AIM. Duplicate, unchanged, only the lines of the material below that begin with the line containing "collar in the photo above." and go on through the end of the material.

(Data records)

■ ■ ■ ■

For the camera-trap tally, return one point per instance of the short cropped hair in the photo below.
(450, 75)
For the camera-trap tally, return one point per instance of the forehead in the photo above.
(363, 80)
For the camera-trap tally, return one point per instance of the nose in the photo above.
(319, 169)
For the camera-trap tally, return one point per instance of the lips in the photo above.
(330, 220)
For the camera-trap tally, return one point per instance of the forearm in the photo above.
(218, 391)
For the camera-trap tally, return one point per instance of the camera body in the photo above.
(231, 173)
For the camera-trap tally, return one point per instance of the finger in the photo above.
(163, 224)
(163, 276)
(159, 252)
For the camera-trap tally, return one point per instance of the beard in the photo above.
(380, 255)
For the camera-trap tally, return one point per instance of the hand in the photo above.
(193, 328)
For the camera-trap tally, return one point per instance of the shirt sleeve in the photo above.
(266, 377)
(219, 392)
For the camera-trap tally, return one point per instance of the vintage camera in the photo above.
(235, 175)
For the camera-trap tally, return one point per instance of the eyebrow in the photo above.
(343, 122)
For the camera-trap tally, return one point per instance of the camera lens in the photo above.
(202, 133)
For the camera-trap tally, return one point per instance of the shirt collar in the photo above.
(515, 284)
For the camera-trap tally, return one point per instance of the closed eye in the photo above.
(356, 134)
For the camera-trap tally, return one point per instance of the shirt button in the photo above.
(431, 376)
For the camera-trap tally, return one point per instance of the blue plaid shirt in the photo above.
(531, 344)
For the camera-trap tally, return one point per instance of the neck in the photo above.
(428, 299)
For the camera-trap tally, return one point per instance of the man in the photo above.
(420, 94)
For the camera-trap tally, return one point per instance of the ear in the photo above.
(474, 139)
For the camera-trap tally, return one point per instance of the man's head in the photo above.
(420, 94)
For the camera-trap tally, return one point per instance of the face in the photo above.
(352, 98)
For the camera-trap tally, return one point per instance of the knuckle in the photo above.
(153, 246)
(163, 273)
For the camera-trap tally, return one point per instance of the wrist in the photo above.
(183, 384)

■ ■ ■ ■

EXERCISE ANSWER.
For the camera-trap tally, return one point per instance of the shirt collar in the photo above.
(515, 284)
For the camera-trap tally, return one point per instance of the closed eye in the photo above.
(356, 134)
For the camera-trap tally, return one point per instance of the shirt button in the photo above.
(431, 376)
For the camera-trap tally, return one point per instance of the blue plaid shirt in the photo above.
(531, 344)
For the camera-trap tally, return one point per instance of the neck in the photo above.
(428, 299)
For the camera-trap tally, return one point per instance of the man in the photo above.
(420, 94)
For the camera-trap tally, return one point per instance of the ear in the photo above.
(474, 139)
For the camera-trap tally, return one point per instance of the man's head in the photo above.
(420, 94)
For the camera-trap tally, return one point per instance of the face in the photo above.
(352, 98)
For the camera-trap tally, return one point per instance of the knuckle in the photo above.
(153, 246)
(163, 273)
For the camera-trap tally, return one point per instance of the wrist in the photo above.
(183, 384)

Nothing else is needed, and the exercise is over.